And we all have wondered where we came from, how we got here, what the point of life is and what happens after we’re gone.

Yet in the midst of a global pandemic, with reported levels of anxiety, depression, suicide and divisiveness at historic highs, the aversion to faith remains.

Is it possible that rather than avoiding discussions around faith and spirituality, we might actually benefit from choosing to listen, prod, ask, debate, disagree and have healthy, constructive and mutually enriching conversations together?

I think so!

This form of conversation, by the way, is not the responsibility of conference organizers and meeting planners tweaking schedules or hiring different speakers.

It’s the duty of adults who can open-mindedly listen to ideas on time-management, diet or yoga, but immediately erect a wall, cross their arms and revolt against any ideas that contrast their established beliefs.

Ultimately, the way forward isn’t to hide from topics we know to be divisive, but to bring them into the light and to respectfully discuss them.

Looking forward to the discussion.

This is your day. Live Inspired.

John O’Leary

21 replies on “Let’s Have a Discussion”

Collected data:
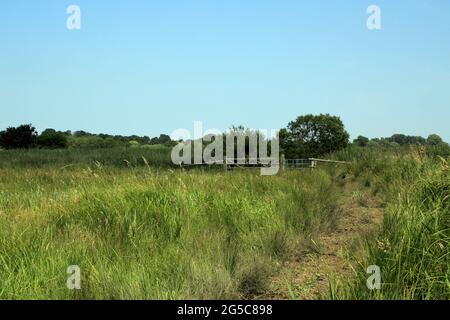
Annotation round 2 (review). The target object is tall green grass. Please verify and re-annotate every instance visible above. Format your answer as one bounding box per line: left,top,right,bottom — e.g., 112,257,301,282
0,145,173,168
0,165,339,299
334,151,450,300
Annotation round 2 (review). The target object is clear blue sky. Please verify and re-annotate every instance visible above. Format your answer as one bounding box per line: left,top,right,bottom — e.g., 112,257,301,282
0,0,450,141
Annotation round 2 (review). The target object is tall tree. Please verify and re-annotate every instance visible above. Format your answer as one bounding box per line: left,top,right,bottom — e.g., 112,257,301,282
280,114,349,158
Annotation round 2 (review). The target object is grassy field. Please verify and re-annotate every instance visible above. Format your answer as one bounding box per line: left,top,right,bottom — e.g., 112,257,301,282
0,149,450,299
332,149,450,300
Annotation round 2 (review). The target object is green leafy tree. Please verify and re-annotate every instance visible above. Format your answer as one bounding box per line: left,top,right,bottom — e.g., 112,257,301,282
427,134,444,146
37,129,69,149
353,136,370,147
280,114,349,158
0,124,37,149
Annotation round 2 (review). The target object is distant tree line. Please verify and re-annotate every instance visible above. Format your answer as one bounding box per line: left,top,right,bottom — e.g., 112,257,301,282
0,124,174,149
353,134,448,147
0,120,450,159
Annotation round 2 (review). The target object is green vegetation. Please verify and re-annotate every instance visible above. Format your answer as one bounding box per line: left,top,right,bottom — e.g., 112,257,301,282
334,149,450,300
0,164,339,299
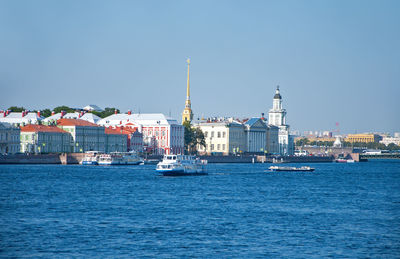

- [ACTIVITIES]:
a – Rewrite the paragraph in the post on discussing faith that begins "It’s the duty of adults" in fewer words, keeping its main facts.
b – Go on with the post on discussing faith, picking up after its final line.

- [TASK RESULTS]:
a – This duty belongs to adults who listen openly to ideas on time-management, diet or yoga but shut down and resist any idea that contrasts with their established beliefs.

b –
Aleksandr Solzhenitsyn said: “Over a century ago, while I was still a child, I recall hearing a number of old people offer the following explanation for the great disasters that had befallen Russia. “men have forgotten God, that’s why all this has happened.” Sine then I have spent well-nigh fifty years working on the history of our revolution; in the process I have read hundreds of books, collected hundreds of personal testimonies, and have already contributed eight volumes of my own toward clearing away the rubble left by that upheaval. But if I were asked today to formulate as concisely as possible the main cause of the ruinous revolution that swallowed up some sixty million of our people, I could not put it more accurately than to repeat: “Men have forgotten God; and that’s why all this happened.”

May we NEVER allow ourselves to forget God!

I truly do not understand how anyone manages life without experiencing God’s presence first thing in the morning and keeping in touch all day long….

Spot on John. Look froward to the conversations and perspectives. I have always found it beneficial when engaged in conversation, regardless of topic, to inquire why one sees a subject from a different lens. I simply ask, ‘Would you help me understand why you see it that way?” – It always exposes more about the subject and expands ones knowledge. It is ok to agree to disagree.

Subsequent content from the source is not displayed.